§ Excerpted text
Even if she doesn't evolve beyond a role player, Peters understands that the dazzling performances in front of thousands of fans is the result of work that spectators rarely see.
"At Notre Dame, we had girls on our team that didn't play but will compete in practice really hard and make the starters better. People try to make it seem like that's not important, but they really matter, especially when you want to be a great team," she said.

Four years of gathering experience and wisdom have helped Peters earn an increasing level of trust with the coaching staff. As she gets older, Reeve senses an athlete who understands the concept of always being ready. Readiness is a frequent cliché applied to reserves, but the dedication exhibited by Peters goes deeper than one-liners.

"Ideally, you'd like to come to the gym and know that you're going to be the first sub in. To predict is the easy way, the hard part is when you never know and still come in prepared, and that's what exactly she's done. Her professionalism is off the charts," Petersen said.

Peters showcased her preparation in a June 25 road meeting with Seattle, a game Petersen considered a "watershed" moment for the Lynx this season. Following a first-half pounding, a perplexed Cheryl Reeve changed up her entire strategy for the second half in hopes of better containment inside. Peters got the call to lead the interior defense, and in 19 minutes of action, she recorded five rebounds, five blocks and four steals. Without her intensity, the Lynx wouldn't have erased an 18-point deficit for a 76-73 win.
Peters followed up that effort with another four blocks in the aforementioned game against Phoenix, adding more evidence of her defensive maturity.

"She's really learned how to defend without fouling and really impacts plays and is doing a great job of being vertical. We've really come to depend on her for key assignments," Reeve said.

Prone to fouls in college and early in her Lynx career, Peters has cleaned up her defensive presence with a foul rate of 1.1 per game in 14.5 minutes per game this season. Compared to her rookie season, when she was averaging similar minutes, she has cut her personal fouls by more than half.

With fewer fouls to worry about, Peters has also improved on intangibles to add another benefit for Minnesota.

§ Exercise data
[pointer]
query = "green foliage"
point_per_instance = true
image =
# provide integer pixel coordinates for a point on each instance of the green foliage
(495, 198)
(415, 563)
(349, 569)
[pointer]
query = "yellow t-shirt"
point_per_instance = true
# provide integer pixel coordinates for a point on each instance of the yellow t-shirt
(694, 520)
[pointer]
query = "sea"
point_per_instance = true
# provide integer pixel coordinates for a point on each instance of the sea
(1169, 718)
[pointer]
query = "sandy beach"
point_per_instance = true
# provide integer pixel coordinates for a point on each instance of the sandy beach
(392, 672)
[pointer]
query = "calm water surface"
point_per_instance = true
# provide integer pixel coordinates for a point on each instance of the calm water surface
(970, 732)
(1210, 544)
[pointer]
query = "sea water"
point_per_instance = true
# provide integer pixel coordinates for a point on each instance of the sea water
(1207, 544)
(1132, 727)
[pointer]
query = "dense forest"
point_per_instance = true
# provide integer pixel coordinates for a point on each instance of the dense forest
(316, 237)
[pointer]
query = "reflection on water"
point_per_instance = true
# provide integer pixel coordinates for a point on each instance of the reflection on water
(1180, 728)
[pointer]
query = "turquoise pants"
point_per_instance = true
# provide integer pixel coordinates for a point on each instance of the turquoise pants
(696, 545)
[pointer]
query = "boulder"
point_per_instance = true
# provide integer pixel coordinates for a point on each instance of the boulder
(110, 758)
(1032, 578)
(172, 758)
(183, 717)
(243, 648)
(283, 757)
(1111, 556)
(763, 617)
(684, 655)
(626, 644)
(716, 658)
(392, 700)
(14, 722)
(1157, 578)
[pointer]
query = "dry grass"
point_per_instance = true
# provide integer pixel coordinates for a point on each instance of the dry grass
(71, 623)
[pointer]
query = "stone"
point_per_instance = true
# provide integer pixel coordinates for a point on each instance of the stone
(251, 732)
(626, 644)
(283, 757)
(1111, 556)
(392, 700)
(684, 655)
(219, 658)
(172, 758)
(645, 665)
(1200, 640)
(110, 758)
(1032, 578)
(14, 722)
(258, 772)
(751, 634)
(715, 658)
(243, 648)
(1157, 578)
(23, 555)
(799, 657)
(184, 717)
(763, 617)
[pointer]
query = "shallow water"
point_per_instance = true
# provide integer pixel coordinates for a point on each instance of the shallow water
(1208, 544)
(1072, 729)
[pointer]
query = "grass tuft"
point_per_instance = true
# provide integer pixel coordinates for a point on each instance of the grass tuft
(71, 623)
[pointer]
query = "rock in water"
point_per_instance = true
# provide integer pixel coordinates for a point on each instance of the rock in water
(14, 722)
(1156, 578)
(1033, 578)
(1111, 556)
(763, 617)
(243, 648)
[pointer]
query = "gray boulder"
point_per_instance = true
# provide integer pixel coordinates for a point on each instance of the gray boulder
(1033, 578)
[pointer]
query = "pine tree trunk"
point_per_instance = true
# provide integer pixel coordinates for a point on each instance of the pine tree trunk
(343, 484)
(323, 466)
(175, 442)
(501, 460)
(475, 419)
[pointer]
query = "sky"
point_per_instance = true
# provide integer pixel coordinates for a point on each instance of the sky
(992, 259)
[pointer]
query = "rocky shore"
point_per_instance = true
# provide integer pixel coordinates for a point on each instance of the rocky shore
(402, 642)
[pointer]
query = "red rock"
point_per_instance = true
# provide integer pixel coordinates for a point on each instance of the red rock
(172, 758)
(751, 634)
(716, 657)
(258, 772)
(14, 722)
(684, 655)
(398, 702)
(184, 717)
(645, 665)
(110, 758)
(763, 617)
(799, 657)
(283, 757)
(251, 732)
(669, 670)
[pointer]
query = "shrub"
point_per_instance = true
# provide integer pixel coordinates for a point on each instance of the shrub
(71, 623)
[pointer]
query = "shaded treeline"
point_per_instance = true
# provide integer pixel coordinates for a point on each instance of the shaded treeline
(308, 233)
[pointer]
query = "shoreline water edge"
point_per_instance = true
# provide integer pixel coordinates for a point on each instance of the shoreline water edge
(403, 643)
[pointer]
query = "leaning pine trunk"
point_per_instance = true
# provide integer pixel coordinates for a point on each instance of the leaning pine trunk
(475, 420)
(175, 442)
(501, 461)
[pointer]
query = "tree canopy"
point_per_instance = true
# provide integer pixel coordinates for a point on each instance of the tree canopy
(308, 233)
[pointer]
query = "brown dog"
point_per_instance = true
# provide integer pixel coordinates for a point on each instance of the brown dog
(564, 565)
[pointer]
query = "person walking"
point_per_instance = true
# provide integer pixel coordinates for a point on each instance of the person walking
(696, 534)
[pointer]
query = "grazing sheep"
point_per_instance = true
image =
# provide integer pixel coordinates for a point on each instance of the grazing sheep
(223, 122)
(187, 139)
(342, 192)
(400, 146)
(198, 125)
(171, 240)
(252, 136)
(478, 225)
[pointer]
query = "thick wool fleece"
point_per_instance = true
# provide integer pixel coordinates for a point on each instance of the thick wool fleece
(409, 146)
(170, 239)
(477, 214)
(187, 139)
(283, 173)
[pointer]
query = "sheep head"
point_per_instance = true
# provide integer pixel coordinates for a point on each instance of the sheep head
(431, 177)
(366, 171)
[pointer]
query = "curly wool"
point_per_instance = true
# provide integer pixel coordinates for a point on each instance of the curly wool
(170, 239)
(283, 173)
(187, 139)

§ What you will do
[a] Name every person the Peters article quotes directly.
[b] Answer these questions from the Peters article, one line each:
(i) What was the final score of the June 25 road game against Seattle?
(ii) How many blocks did Peters add in the game against Phoenix?
(iii) What is Peters' foul rate per game this season?

§ Solutions
[a]
Peters
Petersen
Reeve

[b]
(i) 76-73
(ii) Four
(iii) 1.1 per game